**WHAT IS REQUIRED**
All lines in the material containing the word "windshield" need to be copied.

━━━━

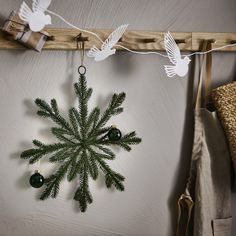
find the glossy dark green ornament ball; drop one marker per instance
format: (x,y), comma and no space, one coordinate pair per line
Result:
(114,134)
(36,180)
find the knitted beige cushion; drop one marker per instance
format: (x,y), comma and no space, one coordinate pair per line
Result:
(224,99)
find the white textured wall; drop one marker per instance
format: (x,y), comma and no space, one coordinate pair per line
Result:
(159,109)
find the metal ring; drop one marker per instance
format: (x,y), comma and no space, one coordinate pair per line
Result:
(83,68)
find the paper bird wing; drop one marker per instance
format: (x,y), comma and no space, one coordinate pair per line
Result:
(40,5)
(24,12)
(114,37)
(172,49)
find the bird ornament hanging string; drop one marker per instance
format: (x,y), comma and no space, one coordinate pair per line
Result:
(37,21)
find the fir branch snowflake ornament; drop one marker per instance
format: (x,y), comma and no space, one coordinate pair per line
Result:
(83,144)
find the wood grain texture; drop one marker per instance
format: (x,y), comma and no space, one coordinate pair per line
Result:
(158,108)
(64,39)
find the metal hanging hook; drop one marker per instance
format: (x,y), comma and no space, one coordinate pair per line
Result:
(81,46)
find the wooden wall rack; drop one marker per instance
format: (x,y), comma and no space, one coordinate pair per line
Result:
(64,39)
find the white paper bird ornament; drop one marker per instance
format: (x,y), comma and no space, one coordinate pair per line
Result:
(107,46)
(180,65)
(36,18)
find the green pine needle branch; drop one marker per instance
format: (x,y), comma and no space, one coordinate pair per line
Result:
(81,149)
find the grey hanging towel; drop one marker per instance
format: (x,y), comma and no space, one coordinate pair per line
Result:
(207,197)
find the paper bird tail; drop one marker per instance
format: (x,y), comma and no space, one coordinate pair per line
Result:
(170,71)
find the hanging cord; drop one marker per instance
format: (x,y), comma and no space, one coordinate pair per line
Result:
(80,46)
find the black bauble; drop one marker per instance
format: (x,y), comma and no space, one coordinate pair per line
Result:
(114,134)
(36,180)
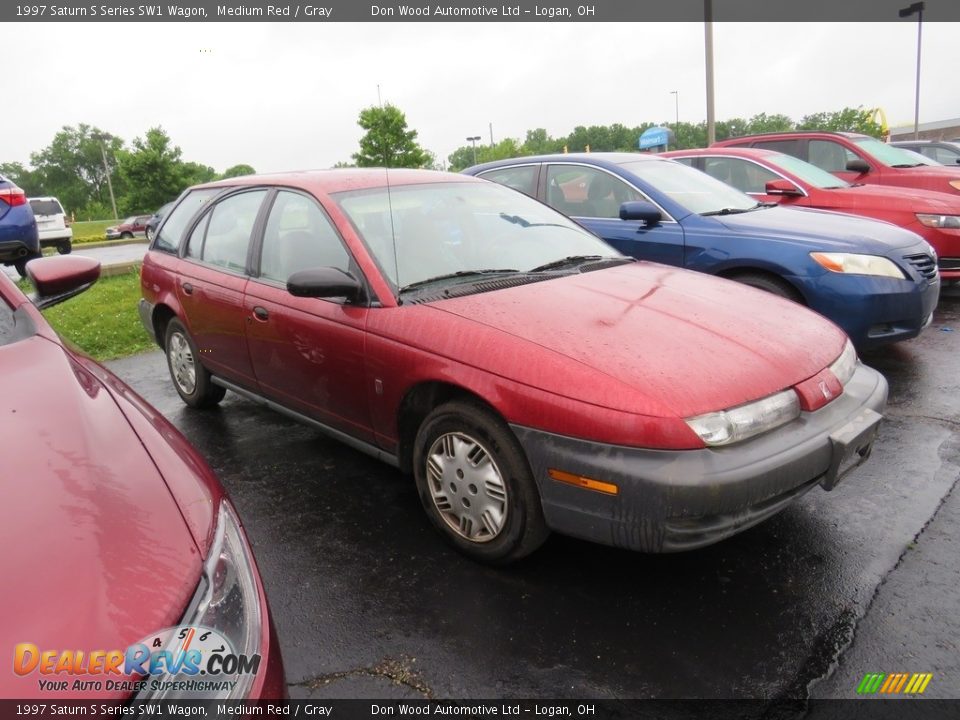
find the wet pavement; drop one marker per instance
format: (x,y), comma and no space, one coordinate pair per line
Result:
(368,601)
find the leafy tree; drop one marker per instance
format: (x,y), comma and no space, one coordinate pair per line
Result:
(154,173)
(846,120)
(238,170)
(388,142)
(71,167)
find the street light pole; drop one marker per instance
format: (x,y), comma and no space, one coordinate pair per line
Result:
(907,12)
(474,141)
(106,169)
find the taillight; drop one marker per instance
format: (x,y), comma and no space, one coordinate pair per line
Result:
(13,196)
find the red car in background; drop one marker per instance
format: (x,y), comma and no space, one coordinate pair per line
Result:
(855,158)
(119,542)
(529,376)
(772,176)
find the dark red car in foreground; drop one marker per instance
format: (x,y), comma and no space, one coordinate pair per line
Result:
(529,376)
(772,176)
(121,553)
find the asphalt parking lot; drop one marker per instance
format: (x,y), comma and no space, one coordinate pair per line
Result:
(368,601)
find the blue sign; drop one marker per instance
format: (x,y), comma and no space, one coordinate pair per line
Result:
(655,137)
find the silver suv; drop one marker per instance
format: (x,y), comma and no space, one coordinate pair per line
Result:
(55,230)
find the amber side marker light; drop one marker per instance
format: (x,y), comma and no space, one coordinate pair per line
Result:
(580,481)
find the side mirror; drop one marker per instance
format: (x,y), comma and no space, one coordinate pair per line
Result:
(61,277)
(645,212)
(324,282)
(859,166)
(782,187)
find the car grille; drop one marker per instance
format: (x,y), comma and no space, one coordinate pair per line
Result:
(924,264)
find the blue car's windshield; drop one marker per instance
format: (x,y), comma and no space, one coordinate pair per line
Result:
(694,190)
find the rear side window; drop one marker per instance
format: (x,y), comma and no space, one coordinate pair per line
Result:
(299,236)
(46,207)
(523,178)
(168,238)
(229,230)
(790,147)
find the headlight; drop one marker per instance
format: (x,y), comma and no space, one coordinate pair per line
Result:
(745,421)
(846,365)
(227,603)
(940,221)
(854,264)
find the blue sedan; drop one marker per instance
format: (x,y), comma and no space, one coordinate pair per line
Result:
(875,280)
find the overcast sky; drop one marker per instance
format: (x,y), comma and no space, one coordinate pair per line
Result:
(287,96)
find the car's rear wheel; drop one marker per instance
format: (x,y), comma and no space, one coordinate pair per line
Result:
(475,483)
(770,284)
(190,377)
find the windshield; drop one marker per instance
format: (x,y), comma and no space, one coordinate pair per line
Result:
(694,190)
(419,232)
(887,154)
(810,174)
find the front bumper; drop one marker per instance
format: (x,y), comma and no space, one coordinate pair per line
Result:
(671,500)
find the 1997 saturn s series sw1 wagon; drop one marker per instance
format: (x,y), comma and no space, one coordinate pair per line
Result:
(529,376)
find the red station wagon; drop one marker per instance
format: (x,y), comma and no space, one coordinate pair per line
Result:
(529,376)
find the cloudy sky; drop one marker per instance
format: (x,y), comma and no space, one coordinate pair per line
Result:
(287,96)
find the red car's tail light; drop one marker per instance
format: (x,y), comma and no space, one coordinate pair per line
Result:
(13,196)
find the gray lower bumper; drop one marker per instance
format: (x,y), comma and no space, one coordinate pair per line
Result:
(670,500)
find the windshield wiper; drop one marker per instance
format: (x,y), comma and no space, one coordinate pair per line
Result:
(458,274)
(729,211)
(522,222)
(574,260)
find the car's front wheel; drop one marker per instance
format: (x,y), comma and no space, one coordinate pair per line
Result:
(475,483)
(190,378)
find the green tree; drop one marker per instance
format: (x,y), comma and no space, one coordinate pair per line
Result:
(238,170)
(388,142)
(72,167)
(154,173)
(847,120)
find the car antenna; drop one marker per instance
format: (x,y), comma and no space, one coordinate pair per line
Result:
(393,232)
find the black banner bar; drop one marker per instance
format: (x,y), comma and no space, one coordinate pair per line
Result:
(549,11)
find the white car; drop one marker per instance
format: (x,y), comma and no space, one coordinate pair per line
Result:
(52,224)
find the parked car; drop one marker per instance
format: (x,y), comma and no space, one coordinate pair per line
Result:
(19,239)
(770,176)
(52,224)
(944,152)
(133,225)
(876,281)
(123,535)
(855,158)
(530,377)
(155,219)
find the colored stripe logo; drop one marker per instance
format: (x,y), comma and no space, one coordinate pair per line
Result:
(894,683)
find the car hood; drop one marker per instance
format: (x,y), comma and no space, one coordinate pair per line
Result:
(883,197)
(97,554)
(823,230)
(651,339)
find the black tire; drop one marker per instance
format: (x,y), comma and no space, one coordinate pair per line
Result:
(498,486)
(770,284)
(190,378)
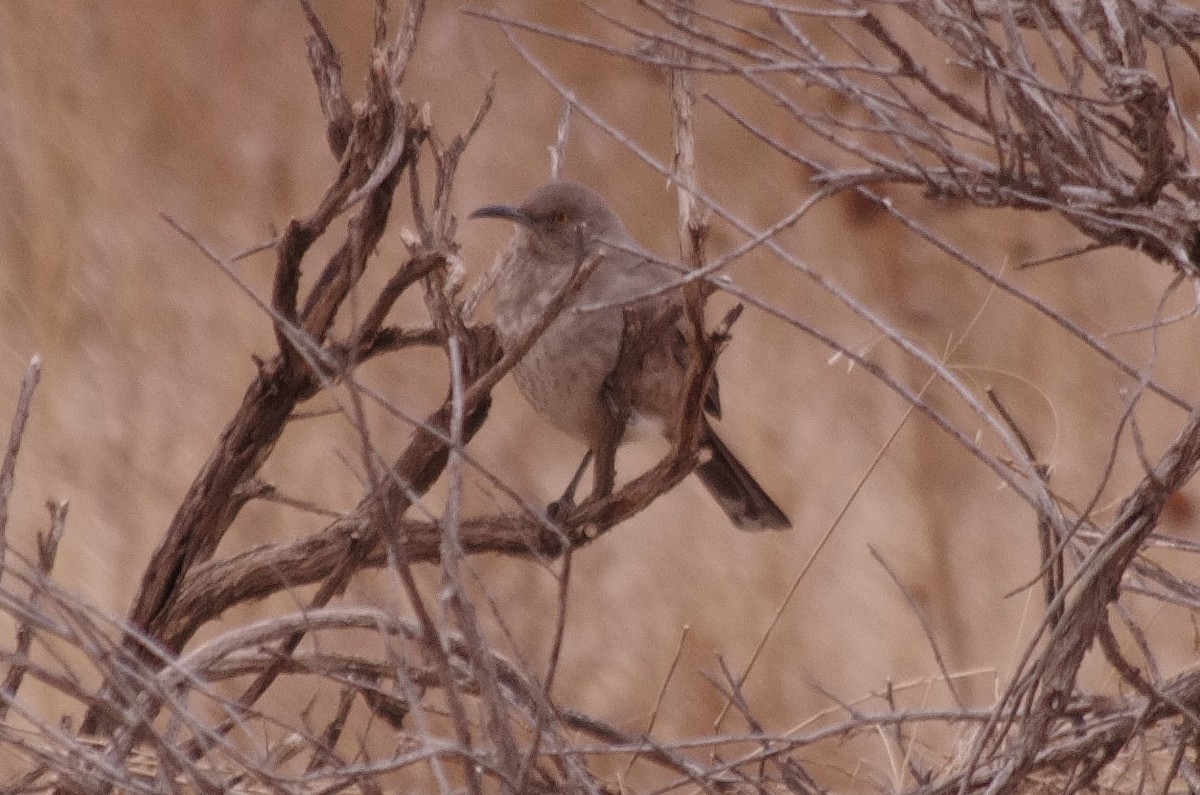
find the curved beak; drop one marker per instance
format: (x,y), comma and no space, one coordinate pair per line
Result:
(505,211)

━━━━

**WRITTEN RESPONSE**
find the blue car's windshield; drop one marker per instance
find the windshield; drop one marker per instance
find the windshield wiper; drop one marker per instance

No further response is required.